__Exercise instructions__
Transcribe the data exactly.

__Data for analysis__
++++

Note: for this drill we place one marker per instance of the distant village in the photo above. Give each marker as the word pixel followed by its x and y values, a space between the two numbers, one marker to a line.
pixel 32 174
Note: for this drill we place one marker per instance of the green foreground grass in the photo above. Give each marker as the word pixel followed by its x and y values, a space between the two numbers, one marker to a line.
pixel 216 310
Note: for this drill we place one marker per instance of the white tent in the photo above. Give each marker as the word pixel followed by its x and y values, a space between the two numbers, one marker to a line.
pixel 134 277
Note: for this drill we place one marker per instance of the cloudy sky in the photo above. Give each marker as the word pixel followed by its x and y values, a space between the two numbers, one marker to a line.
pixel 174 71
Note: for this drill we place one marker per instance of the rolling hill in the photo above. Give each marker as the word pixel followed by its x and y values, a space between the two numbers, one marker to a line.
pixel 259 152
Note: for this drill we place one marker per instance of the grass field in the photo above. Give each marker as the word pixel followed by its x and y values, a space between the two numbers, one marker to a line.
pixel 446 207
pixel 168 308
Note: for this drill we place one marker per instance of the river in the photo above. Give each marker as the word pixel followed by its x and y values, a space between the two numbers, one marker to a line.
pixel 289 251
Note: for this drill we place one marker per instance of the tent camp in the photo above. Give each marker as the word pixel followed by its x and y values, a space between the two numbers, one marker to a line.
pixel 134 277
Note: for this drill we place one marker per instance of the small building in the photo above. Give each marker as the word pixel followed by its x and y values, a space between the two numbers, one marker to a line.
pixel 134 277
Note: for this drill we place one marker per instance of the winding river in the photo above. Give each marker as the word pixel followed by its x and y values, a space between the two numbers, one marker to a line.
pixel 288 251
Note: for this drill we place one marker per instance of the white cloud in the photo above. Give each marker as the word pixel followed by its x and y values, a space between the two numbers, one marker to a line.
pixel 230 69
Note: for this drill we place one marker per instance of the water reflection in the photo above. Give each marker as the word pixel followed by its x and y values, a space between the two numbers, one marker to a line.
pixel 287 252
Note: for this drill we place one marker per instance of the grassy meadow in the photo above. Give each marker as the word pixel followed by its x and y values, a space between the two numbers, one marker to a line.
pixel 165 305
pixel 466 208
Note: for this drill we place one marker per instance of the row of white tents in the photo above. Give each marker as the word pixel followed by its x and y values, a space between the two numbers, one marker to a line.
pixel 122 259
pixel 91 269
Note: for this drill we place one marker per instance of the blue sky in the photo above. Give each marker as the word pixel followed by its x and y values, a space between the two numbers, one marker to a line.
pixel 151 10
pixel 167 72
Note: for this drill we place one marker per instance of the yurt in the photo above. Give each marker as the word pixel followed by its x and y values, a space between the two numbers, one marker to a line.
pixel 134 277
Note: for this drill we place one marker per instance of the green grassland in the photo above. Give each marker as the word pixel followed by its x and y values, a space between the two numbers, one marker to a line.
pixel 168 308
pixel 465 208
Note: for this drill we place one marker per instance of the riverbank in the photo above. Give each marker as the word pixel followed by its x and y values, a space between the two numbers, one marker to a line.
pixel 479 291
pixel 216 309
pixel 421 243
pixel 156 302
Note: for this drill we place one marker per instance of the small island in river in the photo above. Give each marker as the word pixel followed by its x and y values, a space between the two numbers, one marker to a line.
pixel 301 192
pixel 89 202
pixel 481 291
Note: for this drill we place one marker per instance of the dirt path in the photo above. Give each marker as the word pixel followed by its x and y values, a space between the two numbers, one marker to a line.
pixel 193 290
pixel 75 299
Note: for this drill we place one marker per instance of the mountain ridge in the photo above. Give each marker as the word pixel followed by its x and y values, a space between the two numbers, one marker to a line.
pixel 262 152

++++

__Output__
Note: for this drill we place one marker per instance of the distant village in the photo above. Give each marker as the word pixel followed by its x and y values, a space between the two numbers, one marker to a line.
pixel 32 174
Note: for this drill we place one marker per instance of the green foreground grass in the photo above. Give each marker as the word pixel followed by its x and y values, a space between the two numbers, one marker to a line.
pixel 216 310
Note: for this drill we place one marker per instance of the white tent in the photo above. Give each marker as the word pixel followed by its x and y values, a space between the two numbers, one marker to a line.
pixel 134 277
Note: for this drill we place one marker per instance of the cloudy sky in the photo above. Give each marker as the word pixel followed by its x and y values, a space between the two numbers, one marker to a line.
pixel 174 71
Note: for this drill we place one marker per instance of the rolling hill in the photo above. Give each marker as the word pixel followed by its x and y values, a space between the two numbers, one marker to a line.
pixel 259 152
Note: for this drill we place one marker per instance of the grass field in the photo above. Give each marker as the word pixel followed by its x and y values, a space between the two numbers, one marker to a line.
pixel 446 207
pixel 168 308
Note: for this drill we place one marker per instance of the river in the photo above. Give each marker as the word pixel followed by its x and y values, a space between the two numbers, one marker to a line.
pixel 289 251
Note: for this drill we place one marker per instance of the tent camp in the photo above. Give each marker as the word pixel followed by its x and y values, a space between the two numbers, one marker to a line.
pixel 134 277
Note: for this drill we place one marker per instance of the small building in the photo above. Give each marker as the word pixel followed by its x and y values, a space between the two numbers, one marker to a line.
pixel 134 277
Note: for this drill we place one marker per instance of the winding river in the photo above. Give each marker as the word pixel followed by its x and y values, a space between the two numbers, one marker to a line.
pixel 288 251
Note: for this drill we place one marker per instance of the white cloud in the photo above. Give each marker as the word pixel followed by its x and y values, a space between the two numbers, one marker to a line.
pixel 230 69
Note: for this drill we place one marker per instance of the water reflection in the photo above. Give each marker as the word pixel followed by its x and y values, a space between the two numbers, one marker to a line.
pixel 287 252
Note: for this drill we place one marker per instance of the grassy meadow in the photo above. Give each marker as the word pixel followed by its x and y values, a space between the two numbers, one marker to a line.
pixel 165 305
pixel 466 208
Note: for this drill we place one marker per instance of the row of white tents in the photo above. Give each marker as the word pixel followed by its x and y values, a space between the two numbers, one marker to a line.
pixel 122 259
pixel 91 269
Note: for this drill we place one marker per instance of the blue sky in the photo above. Give each marker as the word pixel followed by its x and y values, a space between the two numbers, one marker to a line.
pixel 151 10
pixel 167 72
Note: for this drill we place one marker per instance of the yurt in the photo above. Give each marker as the word pixel followed by its x and y values, a space between the two numbers, one marker to a line.
pixel 134 277
Note: for this drill we place one marker per instance of the green grassland in the photo above. Give each marker as the word pixel followed by its x and y values, a space between the two numbers, one marker to a line.
pixel 168 308
pixel 465 208
Note: for this drill we place one marker per instance of the riverbank in the photo above. Give each marker as the word pixel followed by its x and y values, a space between the two numbers, one marker to a line.
pixel 479 291
pixel 216 309
pixel 421 243
pixel 156 302
Note: for this drill we place one marker per instance of the small island in river in the photo above. Give each marker as the word pixel followed by its x and y values, a space between the two numbers, one marker to a line.
pixel 301 192
pixel 89 202
pixel 481 291
Note: for this drill we place one marker per instance of the dirt path in the photo above. Give each marker as the word pixel followed by its x and y values, a space between the two numbers, one marker to a line.
pixel 193 290
pixel 75 299
Note: for this drill we place one marker per instance of the mountain ridge in the photo above. Give each marker as the word pixel followed by its x and y values, a space between the two numbers, one marker to a line.
pixel 262 152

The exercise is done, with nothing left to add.